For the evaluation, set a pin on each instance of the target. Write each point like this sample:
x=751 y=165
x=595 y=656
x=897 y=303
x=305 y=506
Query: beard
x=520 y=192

= = = =

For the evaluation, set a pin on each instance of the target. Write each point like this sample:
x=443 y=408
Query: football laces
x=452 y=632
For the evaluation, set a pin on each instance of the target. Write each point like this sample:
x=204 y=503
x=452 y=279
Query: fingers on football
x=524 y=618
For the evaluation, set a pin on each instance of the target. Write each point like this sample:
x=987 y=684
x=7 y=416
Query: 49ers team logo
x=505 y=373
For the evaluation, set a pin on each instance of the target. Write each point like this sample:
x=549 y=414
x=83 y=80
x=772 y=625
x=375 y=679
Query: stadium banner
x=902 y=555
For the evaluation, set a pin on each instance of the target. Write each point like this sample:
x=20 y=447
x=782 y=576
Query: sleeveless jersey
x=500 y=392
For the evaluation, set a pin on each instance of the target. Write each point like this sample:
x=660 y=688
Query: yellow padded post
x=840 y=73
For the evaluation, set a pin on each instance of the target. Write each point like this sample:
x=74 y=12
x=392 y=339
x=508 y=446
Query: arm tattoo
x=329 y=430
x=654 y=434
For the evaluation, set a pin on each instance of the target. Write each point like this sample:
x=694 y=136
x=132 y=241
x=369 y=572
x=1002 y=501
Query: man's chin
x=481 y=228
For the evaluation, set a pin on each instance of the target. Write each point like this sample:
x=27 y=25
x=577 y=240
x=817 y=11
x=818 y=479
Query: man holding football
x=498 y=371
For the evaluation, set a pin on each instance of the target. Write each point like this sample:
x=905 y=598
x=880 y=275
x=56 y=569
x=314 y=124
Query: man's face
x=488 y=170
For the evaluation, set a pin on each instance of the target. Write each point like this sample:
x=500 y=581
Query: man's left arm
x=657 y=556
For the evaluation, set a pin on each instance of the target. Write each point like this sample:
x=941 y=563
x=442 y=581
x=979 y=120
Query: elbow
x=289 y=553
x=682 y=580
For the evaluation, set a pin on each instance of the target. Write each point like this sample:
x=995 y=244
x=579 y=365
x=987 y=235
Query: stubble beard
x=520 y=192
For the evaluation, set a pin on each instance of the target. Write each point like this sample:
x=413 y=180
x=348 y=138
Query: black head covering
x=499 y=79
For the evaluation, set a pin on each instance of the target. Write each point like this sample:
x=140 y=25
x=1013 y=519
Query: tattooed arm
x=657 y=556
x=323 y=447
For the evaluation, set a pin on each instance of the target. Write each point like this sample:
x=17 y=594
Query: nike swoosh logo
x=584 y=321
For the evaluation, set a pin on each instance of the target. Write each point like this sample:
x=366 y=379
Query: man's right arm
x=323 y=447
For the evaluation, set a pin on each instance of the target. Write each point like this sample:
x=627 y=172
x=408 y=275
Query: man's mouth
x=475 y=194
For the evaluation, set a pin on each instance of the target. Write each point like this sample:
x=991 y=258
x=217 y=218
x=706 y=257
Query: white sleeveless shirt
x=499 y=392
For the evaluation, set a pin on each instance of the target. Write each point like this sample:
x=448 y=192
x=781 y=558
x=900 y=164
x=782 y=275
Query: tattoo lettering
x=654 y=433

= = = =

Comptez les lignes ci-dessus qui contiennent le mot « logo ». Donnez uniquement ce nombre.

- **Solution**
2